**Job**
Copy the data below from the line with "tan sail, I" to the line with "M 221 117 L", both included. Shift every coordinate in the answer masks by -38, and leave the requests and their sample outlines unchanged.
Begin Records provided
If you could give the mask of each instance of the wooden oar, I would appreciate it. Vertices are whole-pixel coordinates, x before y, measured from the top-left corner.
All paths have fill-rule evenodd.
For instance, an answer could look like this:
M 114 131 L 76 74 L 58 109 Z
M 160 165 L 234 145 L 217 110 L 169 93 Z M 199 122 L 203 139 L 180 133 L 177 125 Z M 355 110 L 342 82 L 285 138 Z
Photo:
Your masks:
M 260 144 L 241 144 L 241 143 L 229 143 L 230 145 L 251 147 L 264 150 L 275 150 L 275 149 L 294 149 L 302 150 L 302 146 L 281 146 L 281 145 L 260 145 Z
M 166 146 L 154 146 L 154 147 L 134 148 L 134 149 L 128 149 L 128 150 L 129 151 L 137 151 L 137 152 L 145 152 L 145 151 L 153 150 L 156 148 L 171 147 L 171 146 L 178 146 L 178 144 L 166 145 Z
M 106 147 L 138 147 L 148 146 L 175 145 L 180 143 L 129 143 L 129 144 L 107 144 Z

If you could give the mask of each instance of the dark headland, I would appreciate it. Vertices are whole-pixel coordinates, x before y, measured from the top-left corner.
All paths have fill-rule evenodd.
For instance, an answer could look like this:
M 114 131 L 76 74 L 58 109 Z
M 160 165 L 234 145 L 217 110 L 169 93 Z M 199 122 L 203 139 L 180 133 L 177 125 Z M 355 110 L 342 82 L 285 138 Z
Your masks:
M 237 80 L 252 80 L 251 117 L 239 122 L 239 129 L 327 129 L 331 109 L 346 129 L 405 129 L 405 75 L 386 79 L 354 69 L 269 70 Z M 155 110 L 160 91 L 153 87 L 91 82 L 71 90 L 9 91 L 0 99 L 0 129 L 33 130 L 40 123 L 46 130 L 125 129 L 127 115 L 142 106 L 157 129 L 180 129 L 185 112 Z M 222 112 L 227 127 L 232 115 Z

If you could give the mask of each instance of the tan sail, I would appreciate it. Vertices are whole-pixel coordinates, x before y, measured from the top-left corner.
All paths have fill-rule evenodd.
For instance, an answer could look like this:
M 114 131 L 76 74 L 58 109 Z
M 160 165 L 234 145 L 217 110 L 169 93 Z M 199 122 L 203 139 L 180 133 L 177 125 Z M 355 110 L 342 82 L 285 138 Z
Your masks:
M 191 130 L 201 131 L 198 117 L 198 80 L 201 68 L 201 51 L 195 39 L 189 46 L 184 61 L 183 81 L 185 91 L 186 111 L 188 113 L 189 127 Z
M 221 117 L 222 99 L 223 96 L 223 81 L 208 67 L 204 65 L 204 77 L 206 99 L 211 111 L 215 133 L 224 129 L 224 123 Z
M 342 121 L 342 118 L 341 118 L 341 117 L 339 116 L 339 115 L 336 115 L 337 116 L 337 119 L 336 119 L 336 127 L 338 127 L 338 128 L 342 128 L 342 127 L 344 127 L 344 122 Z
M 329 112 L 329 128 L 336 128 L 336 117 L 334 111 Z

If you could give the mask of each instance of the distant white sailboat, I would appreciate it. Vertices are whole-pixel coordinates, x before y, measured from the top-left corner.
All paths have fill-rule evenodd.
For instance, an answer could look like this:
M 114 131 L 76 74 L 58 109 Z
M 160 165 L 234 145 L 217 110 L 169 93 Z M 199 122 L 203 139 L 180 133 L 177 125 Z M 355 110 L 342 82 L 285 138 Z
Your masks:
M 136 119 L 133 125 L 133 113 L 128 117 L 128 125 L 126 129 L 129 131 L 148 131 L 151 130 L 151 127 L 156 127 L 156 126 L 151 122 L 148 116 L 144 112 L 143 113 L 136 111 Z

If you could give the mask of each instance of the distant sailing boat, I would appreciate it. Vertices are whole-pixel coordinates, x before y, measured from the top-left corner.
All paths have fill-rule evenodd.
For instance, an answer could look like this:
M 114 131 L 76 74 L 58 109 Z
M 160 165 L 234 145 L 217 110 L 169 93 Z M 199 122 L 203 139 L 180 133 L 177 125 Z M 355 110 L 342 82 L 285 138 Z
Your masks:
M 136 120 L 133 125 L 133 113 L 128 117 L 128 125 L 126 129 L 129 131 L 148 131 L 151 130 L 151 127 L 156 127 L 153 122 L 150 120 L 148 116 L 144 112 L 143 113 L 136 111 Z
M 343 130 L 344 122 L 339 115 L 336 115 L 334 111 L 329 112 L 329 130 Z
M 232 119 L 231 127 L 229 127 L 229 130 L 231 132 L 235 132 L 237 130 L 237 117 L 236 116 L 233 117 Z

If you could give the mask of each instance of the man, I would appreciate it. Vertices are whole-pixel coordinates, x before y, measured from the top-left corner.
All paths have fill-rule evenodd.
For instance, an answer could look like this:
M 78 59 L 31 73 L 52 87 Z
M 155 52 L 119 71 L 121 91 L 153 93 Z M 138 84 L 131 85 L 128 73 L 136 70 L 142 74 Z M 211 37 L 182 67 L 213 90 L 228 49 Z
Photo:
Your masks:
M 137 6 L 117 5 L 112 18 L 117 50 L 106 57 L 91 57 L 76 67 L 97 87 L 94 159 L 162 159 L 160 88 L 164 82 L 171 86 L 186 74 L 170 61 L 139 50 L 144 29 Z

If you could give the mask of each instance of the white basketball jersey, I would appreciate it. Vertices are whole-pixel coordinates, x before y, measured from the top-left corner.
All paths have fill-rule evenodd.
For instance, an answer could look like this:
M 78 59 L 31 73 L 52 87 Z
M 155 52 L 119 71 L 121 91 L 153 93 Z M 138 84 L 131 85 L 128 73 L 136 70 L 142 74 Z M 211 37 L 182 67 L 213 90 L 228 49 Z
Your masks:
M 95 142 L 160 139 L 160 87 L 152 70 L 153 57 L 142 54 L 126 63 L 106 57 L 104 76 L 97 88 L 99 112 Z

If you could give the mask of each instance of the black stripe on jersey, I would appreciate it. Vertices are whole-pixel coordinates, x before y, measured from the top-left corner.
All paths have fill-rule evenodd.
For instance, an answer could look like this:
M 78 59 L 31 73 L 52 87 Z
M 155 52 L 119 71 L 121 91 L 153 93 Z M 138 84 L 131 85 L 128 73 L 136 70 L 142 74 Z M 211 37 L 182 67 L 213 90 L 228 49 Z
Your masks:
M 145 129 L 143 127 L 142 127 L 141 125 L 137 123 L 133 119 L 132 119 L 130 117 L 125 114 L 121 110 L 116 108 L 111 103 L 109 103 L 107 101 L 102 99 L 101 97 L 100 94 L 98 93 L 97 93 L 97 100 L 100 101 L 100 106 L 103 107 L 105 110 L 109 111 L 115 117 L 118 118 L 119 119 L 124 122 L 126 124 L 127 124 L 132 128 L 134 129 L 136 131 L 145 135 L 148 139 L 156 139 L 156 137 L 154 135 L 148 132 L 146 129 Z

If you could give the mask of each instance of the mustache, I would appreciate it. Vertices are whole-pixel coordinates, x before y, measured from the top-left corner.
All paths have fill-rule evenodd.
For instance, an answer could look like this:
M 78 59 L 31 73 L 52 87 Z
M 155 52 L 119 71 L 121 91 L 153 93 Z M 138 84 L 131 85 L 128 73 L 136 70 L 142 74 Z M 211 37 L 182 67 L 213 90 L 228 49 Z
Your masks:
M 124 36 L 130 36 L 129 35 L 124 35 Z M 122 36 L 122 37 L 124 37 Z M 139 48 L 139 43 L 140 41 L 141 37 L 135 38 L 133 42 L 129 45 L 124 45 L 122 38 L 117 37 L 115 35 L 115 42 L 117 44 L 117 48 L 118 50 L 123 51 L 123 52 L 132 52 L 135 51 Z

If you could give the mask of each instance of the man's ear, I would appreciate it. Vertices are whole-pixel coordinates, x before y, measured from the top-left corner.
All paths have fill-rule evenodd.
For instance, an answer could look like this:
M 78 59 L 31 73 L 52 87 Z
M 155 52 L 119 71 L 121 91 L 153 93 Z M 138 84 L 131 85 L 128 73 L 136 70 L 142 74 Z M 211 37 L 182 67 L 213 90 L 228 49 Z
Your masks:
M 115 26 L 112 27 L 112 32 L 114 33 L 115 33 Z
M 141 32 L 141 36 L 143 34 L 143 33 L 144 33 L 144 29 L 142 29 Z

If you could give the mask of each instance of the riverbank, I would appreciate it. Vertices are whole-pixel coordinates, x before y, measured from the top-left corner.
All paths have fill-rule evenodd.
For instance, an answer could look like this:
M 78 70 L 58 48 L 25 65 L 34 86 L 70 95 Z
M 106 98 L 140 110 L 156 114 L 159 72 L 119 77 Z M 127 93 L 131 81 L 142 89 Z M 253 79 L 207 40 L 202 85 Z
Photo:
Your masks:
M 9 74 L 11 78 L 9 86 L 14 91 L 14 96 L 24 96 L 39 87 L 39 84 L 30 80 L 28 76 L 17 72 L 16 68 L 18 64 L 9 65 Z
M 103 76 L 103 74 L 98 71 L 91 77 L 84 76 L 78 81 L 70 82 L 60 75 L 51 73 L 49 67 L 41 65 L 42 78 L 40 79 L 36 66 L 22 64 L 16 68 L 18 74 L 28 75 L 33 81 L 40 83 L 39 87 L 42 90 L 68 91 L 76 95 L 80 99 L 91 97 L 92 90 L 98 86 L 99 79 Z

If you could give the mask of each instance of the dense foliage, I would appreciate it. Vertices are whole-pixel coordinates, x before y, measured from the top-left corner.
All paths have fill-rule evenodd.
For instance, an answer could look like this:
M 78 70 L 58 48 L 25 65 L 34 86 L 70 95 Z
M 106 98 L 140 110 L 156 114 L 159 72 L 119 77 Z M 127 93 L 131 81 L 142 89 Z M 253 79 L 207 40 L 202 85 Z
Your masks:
End Records provided
**Output**
If you could give the mask of each instance of the tan sail, I would appreciate it. Vertices are whole-pixel coordinates, x before y, measured from the top-left corner.
All paths have fill-rule evenodd.
For instance, an answer could look like this:
M 114 131 L 76 74 L 58 109 Z
M 160 165 L 234 145 L 217 110 L 169 93 Z M 199 122 L 203 139 L 180 133 L 177 125 Z M 355 110 L 342 82 L 285 138 Z
Your masks:
M 153 92 L 163 93 L 160 79 L 160 42 L 163 30 L 163 13 L 157 1 L 151 8 L 146 23 L 145 43 L 147 53 L 148 73 L 150 75 L 151 89 Z
M 183 79 L 184 61 L 185 58 L 185 43 L 170 29 L 166 27 L 166 39 L 168 61 L 173 73 L 177 95 L 186 91 L 186 85 Z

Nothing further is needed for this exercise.